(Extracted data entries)
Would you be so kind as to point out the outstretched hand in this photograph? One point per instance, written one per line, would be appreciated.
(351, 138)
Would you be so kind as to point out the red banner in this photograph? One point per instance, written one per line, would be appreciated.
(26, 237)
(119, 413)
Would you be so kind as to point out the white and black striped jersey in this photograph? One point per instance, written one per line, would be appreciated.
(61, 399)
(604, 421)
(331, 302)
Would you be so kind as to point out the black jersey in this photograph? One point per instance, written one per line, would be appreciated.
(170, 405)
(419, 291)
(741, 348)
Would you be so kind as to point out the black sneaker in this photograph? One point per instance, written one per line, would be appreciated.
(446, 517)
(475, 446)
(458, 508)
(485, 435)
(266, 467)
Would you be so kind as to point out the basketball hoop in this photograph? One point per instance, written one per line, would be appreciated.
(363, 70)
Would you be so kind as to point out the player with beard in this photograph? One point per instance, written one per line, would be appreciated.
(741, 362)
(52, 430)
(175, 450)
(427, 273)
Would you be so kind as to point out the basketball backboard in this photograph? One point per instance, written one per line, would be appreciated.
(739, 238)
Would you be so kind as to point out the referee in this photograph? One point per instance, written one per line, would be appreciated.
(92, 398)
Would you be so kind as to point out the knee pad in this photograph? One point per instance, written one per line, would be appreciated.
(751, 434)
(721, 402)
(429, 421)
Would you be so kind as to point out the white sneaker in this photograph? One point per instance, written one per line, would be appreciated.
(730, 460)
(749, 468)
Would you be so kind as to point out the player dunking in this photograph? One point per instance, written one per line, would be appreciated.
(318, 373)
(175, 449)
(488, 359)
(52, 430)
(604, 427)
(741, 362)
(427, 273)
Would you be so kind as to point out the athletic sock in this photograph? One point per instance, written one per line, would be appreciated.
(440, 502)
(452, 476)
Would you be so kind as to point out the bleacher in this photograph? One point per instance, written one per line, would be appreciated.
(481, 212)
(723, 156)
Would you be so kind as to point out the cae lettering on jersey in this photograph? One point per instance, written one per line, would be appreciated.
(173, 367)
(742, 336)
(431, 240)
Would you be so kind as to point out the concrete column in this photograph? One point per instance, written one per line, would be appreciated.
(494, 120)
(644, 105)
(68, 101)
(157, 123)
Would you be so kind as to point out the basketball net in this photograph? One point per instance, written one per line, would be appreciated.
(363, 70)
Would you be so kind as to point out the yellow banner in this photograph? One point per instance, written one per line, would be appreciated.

About this exercise — Return each line above precisely as written.

Your solution —
Would you be so kind as to point out the outstretched hand in this photograph? One point per instance, written one per line, would be appreciated.
(351, 138)
Would you be so kind as to point out the red banner in this photograph? One point per instance, written one per line, would be appreciated.
(26, 237)
(119, 413)
Would you be so kind as to point out the white and black striped jersey in this photograph? One point per instance, written one per line, would be appreciated.
(61, 399)
(604, 421)
(331, 302)
Would you be so kind as to point out the black jersey in this photograph? One point per instance, written one per line, would be appreciated.
(170, 405)
(419, 291)
(741, 348)
Would you be so kind as to point out the black sneaker in this photograph? One point per instance, written one per line, would be appreciated.
(446, 517)
(475, 446)
(458, 508)
(485, 435)
(266, 467)
Would you be so kind as to point out the basketball hoop in this photograph? One point per instance, written one per line, would be appreciated.
(363, 70)
Would you be so kind as to point out the player with beard in this photograph? One point per instance, written one per line, would be appreciated.
(741, 362)
(52, 430)
(175, 450)
(427, 273)
Would you be so kind as to point out the basketball backboard in this photograph? One point per instance, written one per line, would be appreciated.
(739, 238)
Would you be so kind as to point out the referee in this photograph? One point per instance, written one per line, would be appreciated.
(92, 398)
Would you be so kind as to point out the knee pad in this photograph? One point per instance, written one per line, would be appreciated.
(751, 434)
(721, 402)
(429, 421)
Would you be so kind as to point out the white sneaker in this photograph? One point per instance, written one per line, would be appreciated.
(730, 460)
(749, 468)
Would you be so kind as to point out the player dunking in this photograph? One point per instance, written one per line, would be appreciated.
(318, 373)
(175, 449)
(488, 359)
(52, 430)
(604, 427)
(741, 362)
(427, 273)
Would you be so kind as to point out the athletic sock in this photograph? One point per instance, written one per line, would be appreciated.
(440, 502)
(452, 476)
Would you be so kind as to point out the bleacher in this photograph? One point per instance, written one per line, would be appreciated.
(481, 212)
(723, 156)
Would you be so kind as to point out the cae lettering on jersey in this photograph? One point per instance, written one per line, would be appreciated.
(173, 367)
(742, 336)
(431, 240)
Would you be so kind as to point out the concrete column in this photograph? One point per instance, written one per line, would be appreciated.
(494, 120)
(644, 105)
(68, 101)
(157, 123)
Would you be so kind as to point out the basketball net in this photograph? One point per instance, written one per line, would be appreciated.
(363, 70)
Would you be so kind as to point out the yellow banner in this photograph? One point per instance, written one per line, would be appreciated.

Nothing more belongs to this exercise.